**What you will do:** Produce as output only the lines below starting at the line with "positive clicks: (327, 549)" and continuing through the line with "203L484 152L279 243L145", each one exactly as written.

** Opening Provided records block **

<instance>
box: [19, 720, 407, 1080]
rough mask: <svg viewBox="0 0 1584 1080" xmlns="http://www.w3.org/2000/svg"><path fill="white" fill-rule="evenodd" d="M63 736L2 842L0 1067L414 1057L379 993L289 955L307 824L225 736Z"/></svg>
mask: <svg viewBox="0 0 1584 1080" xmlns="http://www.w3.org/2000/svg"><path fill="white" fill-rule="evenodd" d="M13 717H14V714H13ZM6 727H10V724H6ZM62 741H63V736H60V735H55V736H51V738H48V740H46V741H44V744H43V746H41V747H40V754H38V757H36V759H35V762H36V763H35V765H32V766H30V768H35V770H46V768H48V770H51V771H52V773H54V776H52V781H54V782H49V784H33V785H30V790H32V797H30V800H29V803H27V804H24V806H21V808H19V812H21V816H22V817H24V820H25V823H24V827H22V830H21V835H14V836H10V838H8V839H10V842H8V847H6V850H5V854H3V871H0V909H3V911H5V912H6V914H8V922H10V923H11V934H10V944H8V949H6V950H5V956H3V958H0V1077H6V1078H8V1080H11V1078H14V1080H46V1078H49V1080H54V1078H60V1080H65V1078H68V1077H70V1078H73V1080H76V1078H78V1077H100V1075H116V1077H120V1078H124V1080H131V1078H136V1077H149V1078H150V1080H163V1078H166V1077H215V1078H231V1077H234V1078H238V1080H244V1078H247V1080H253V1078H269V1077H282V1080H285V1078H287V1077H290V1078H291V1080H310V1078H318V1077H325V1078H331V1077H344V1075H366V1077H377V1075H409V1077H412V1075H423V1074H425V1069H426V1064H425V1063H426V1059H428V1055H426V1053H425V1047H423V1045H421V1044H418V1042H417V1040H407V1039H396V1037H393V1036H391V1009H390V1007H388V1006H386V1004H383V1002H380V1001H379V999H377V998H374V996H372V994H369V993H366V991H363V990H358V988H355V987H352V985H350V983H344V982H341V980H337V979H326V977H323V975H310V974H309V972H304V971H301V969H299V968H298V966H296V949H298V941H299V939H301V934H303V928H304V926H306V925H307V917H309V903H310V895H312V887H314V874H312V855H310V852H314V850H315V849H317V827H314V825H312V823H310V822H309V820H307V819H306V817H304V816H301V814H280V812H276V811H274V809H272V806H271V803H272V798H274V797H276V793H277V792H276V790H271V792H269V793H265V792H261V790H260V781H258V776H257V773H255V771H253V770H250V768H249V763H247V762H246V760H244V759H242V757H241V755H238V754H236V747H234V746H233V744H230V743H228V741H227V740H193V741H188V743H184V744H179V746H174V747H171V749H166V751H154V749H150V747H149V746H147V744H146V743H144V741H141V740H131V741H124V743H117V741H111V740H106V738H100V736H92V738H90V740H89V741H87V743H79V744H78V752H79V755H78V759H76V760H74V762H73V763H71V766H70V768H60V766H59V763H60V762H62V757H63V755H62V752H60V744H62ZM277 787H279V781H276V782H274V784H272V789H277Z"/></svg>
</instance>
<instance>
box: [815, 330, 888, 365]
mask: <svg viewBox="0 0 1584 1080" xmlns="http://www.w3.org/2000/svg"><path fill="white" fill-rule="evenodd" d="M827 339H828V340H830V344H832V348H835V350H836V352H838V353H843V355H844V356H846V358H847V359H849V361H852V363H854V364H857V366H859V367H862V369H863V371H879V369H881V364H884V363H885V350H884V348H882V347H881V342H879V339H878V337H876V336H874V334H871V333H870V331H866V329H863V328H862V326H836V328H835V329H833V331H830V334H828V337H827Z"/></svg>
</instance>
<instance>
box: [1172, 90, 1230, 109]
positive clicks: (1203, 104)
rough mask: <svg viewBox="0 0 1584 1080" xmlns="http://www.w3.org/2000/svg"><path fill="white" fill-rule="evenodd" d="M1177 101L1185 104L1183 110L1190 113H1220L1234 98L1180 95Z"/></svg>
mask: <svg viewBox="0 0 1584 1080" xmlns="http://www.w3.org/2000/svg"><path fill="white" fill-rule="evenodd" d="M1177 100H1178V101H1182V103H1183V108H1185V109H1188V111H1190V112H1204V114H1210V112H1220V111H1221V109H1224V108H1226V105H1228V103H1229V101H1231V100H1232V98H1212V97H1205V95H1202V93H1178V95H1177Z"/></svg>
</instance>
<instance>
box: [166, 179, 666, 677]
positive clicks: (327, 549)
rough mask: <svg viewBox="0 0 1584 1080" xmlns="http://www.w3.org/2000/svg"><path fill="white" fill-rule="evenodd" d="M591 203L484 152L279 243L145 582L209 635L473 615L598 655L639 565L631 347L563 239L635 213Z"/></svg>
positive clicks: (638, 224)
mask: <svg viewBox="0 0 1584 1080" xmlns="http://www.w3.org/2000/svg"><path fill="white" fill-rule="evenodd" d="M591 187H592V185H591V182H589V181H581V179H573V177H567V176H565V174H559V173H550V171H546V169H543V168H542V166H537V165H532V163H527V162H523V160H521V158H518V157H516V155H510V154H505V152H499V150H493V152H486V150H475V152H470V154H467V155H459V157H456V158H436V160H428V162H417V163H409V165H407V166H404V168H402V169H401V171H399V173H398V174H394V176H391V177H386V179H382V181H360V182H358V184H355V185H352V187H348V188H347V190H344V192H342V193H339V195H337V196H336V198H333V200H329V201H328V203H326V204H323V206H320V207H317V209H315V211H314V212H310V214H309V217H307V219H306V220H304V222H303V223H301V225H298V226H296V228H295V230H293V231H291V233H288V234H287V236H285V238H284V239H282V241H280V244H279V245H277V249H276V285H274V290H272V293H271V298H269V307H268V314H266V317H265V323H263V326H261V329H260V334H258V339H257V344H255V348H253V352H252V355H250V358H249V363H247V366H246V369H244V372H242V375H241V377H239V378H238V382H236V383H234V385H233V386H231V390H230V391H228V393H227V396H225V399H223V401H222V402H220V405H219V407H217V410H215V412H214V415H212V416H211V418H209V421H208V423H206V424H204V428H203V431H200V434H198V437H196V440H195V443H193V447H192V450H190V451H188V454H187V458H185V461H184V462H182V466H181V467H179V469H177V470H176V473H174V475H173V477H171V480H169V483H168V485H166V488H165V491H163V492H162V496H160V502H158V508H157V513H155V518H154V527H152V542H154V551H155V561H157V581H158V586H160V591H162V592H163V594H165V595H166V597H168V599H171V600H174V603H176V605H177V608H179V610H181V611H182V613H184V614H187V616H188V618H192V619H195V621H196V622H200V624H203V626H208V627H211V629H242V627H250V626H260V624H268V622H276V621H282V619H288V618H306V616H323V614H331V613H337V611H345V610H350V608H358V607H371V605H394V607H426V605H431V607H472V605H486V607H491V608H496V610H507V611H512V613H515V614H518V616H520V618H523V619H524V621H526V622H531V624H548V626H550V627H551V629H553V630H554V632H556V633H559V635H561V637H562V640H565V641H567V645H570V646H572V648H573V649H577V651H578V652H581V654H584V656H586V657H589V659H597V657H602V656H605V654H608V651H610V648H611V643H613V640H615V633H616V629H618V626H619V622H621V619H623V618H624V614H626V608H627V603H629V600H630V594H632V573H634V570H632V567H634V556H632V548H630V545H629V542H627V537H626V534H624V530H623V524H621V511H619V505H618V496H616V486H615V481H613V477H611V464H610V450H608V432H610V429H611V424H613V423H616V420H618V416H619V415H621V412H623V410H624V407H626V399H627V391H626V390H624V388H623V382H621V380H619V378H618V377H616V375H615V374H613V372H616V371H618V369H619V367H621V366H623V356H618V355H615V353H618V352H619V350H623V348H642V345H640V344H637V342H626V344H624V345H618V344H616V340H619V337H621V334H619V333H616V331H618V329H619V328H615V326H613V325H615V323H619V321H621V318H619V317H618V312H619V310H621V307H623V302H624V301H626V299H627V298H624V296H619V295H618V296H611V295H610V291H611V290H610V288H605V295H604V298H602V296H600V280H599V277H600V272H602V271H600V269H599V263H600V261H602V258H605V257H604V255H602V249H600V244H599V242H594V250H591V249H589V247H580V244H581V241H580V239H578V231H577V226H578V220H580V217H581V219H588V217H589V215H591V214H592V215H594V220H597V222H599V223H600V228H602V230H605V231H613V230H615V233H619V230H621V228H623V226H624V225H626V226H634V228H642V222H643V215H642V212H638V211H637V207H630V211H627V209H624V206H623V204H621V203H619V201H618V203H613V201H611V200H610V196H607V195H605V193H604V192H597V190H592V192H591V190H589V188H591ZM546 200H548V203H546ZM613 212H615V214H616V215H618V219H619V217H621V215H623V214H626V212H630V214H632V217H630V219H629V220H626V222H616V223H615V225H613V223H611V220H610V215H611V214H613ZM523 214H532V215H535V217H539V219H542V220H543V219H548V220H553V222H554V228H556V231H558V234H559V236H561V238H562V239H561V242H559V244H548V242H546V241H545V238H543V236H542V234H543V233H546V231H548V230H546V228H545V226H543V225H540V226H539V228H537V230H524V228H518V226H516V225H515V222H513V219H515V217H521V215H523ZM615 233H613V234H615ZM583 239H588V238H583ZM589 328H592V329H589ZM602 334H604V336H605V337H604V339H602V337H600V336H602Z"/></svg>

** Closing Provided records block **

**Answer space:**
positive clicks: (327, 549)
rough mask: <svg viewBox="0 0 1584 1080" xmlns="http://www.w3.org/2000/svg"><path fill="white" fill-rule="evenodd" d="M591 203L484 152L279 243L145 582L209 635L473 615L598 655L639 565L631 347L563 239L635 213Z"/></svg>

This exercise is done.